## To do
Where a line of the material contains the string "truck", copy that line.

## Records provided
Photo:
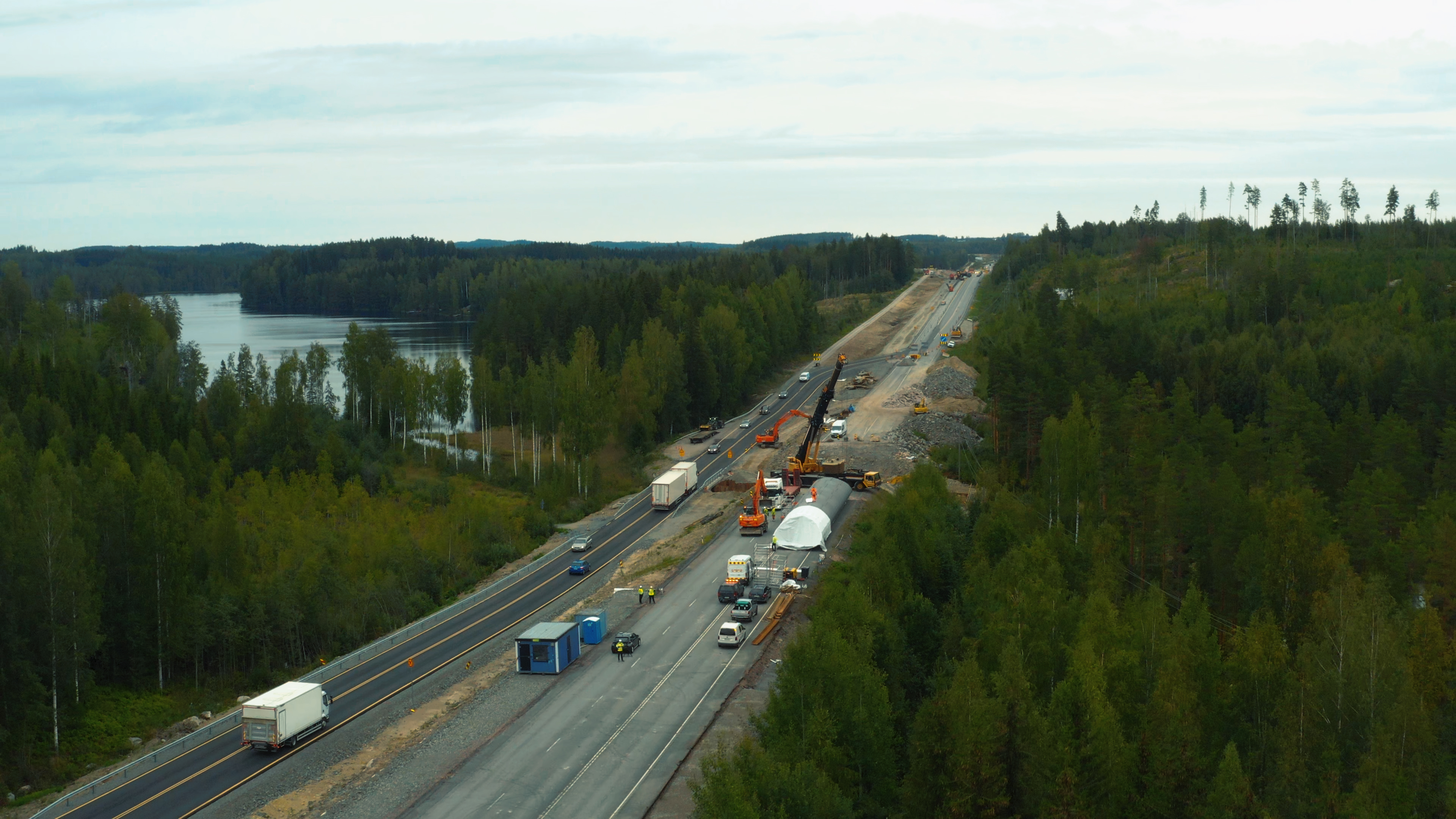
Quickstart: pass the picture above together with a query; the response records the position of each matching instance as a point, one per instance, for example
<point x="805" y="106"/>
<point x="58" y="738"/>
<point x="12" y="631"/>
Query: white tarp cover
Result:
<point x="803" y="530"/>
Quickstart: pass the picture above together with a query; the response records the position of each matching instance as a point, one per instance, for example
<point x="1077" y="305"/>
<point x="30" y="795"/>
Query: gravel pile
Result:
<point x="940" y="430"/>
<point x="908" y="397"/>
<point x="948" y="384"/>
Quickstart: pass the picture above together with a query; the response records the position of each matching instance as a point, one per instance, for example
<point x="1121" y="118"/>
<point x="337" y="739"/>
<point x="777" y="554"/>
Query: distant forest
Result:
<point x="184" y="534"/>
<point x="100" y="271"/>
<point x="1209" y="563"/>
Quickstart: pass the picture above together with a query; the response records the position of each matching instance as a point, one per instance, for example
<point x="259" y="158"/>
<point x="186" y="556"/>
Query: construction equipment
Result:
<point x="771" y="438"/>
<point x="804" y="461"/>
<point x="707" y="430"/>
<point x="753" y="521"/>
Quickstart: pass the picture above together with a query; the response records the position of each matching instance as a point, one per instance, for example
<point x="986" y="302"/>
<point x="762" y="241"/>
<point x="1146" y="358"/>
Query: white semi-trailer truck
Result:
<point x="286" y="715"/>
<point x="670" y="487"/>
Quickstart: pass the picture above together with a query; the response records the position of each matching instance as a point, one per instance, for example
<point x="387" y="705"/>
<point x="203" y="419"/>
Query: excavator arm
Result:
<point x="771" y="438"/>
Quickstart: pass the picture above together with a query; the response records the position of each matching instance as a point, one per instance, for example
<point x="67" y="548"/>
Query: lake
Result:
<point x="219" y="324"/>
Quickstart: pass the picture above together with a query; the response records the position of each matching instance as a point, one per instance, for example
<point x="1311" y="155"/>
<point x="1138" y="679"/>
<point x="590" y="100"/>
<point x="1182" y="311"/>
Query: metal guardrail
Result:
<point x="351" y="661"/>
<point x="133" y="770"/>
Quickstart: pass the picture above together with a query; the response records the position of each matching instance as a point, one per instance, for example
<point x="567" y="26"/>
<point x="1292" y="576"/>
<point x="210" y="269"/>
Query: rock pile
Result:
<point x="948" y="384"/>
<point x="908" y="397"/>
<point x="938" y="430"/>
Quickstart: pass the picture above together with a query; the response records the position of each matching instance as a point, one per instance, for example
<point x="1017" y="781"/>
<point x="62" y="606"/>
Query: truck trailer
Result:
<point x="286" y="715"/>
<point x="675" y="484"/>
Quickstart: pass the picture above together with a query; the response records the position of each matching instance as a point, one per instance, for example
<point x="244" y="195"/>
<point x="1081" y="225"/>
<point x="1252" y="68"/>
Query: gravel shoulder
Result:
<point x="397" y="753"/>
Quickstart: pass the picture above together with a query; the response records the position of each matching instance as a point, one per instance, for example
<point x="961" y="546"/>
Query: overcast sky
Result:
<point x="296" y="121"/>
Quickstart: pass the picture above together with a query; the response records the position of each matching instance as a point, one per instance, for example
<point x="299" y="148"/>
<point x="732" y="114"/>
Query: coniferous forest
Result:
<point x="180" y="535"/>
<point x="1209" y="568"/>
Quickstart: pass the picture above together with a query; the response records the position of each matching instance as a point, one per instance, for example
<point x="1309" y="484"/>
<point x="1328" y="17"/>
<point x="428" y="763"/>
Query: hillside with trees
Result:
<point x="1209" y="568"/>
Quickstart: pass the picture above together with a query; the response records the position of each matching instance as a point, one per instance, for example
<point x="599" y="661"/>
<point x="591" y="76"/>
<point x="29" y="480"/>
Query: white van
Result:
<point x="731" y="634"/>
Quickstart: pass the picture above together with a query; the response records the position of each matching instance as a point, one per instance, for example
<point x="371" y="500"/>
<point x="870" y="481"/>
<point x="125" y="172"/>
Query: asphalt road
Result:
<point x="215" y="769"/>
<point x="608" y="736"/>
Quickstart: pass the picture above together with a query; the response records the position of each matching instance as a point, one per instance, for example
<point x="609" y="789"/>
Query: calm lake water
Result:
<point x="220" y="326"/>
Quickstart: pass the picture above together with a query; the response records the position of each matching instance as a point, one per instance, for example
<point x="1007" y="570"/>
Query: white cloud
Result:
<point x="175" y="121"/>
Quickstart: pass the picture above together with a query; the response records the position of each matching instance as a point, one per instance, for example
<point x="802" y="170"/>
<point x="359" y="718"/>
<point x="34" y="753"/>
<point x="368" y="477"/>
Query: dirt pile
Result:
<point x="908" y="397"/>
<point x="937" y="429"/>
<point x="948" y="384"/>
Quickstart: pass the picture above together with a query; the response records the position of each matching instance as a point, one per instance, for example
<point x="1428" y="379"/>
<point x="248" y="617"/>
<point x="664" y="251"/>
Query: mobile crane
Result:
<point x="809" y="464"/>
<point x="752" y="521"/>
<point x="771" y="436"/>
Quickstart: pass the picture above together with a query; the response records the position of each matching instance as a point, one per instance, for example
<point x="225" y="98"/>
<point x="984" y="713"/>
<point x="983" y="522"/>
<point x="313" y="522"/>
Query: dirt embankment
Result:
<point x="871" y="342"/>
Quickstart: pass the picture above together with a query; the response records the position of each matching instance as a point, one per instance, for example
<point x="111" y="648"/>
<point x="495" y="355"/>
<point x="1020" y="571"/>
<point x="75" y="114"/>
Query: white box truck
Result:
<point x="670" y="487"/>
<point x="286" y="715"/>
<point x="691" y="470"/>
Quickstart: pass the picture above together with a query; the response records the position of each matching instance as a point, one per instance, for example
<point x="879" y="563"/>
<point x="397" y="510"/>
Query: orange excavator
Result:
<point x="752" y="521"/>
<point x="771" y="438"/>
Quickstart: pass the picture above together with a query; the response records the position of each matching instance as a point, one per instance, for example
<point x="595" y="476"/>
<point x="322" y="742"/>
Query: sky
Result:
<point x="305" y="121"/>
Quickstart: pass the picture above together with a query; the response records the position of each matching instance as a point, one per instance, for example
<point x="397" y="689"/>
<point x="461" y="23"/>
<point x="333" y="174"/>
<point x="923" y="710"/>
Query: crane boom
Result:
<point x="820" y="410"/>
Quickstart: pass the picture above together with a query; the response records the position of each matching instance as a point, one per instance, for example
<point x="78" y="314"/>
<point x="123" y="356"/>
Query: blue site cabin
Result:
<point x="548" y="648"/>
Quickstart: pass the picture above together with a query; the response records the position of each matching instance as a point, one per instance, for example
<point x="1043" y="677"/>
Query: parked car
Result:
<point x="745" y="610"/>
<point x="731" y="634"/>
<point x="728" y="594"/>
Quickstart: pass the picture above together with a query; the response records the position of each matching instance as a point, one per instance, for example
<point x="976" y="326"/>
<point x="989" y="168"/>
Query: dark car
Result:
<point x="730" y="592"/>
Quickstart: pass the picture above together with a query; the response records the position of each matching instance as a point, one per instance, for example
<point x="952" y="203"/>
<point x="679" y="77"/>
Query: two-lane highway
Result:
<point x="209" y="772"/>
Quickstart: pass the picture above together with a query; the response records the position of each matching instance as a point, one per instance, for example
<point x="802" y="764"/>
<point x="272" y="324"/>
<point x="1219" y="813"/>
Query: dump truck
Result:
<point x="286" y="715"/>
<point x="670" y="487"/>
<point x="707" y="430"/>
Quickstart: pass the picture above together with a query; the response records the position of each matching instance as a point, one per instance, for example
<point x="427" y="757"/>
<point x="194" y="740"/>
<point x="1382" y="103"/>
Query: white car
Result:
<point x="731" y="634"/>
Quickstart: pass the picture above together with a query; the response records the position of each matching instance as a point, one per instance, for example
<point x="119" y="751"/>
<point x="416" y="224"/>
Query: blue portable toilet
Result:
<point x="548" y="648"/>
<point x="587" y="634"/>
<point x="592" y="630"/>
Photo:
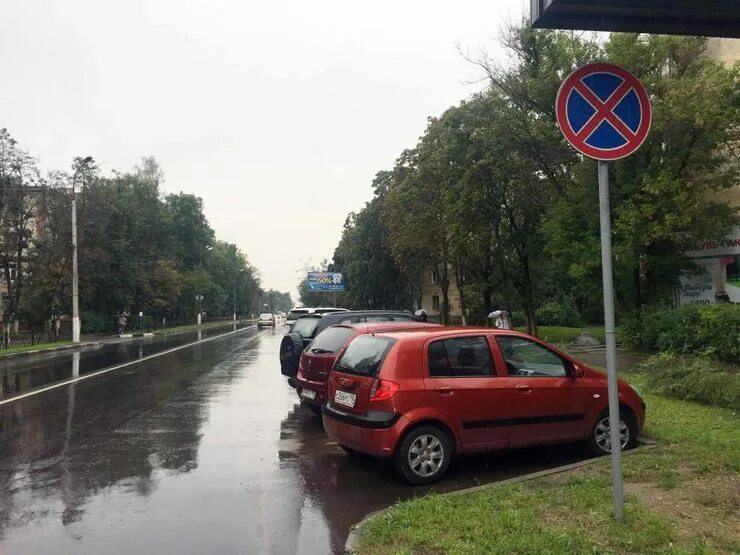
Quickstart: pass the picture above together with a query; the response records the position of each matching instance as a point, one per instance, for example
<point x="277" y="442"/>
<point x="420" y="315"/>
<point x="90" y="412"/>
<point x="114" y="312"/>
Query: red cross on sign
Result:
<point x="603" y="111"/>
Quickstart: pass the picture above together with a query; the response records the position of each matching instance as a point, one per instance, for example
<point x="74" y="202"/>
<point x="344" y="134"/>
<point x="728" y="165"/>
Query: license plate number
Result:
<point x="344" y="398"/>
<point x="309" y="394"/>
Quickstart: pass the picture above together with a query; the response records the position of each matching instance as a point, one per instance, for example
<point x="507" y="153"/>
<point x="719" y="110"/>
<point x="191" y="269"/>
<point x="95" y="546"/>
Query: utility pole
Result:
<point x="75" y="273"/>
<point x="237" y="275"/>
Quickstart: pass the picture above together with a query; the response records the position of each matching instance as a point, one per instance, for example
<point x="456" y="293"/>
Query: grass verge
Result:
<point x="682" y="497"/>
<point x="37" y="347"/>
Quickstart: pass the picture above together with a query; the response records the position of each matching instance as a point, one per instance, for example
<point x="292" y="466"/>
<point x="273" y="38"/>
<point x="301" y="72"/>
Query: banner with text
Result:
<point x="326" y="281"/>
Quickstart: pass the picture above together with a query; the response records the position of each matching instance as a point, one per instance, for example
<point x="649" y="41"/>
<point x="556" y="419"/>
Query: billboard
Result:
<point x="718" y="272"/>
<point x="332" y="282"/>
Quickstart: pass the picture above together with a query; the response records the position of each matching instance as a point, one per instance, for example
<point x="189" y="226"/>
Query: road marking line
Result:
<point x="119" y="366"/>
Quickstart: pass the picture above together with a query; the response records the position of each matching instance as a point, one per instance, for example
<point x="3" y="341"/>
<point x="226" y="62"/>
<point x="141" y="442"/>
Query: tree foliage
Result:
<point x="139" y="251"/>
<point x="493" y="198"/>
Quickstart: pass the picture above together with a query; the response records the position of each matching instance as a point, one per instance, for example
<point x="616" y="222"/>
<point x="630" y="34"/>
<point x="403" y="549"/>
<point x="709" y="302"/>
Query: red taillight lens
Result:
<point x="383" y="390"/>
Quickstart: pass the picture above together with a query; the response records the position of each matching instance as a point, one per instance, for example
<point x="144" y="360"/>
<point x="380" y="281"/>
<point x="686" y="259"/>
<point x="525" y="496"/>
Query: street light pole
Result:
<point x="237" y="275"/>
<point x="75" y="273"/>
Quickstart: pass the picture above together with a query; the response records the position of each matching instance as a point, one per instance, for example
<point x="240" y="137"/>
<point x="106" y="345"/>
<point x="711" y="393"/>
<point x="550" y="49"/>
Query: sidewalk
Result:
<point x="97" y="340"/>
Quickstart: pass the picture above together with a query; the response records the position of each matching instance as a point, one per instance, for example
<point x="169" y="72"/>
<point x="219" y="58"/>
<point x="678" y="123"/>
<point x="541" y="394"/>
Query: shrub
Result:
<point x="558" y="312"/>
<point x="708" y="329"/>
<point x="693" y="379"/>
<point x="97" y="323"/>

## Solution
Query: white semi-trailer truck
Query: truck trailer
Query: white box truck
Query: dump truck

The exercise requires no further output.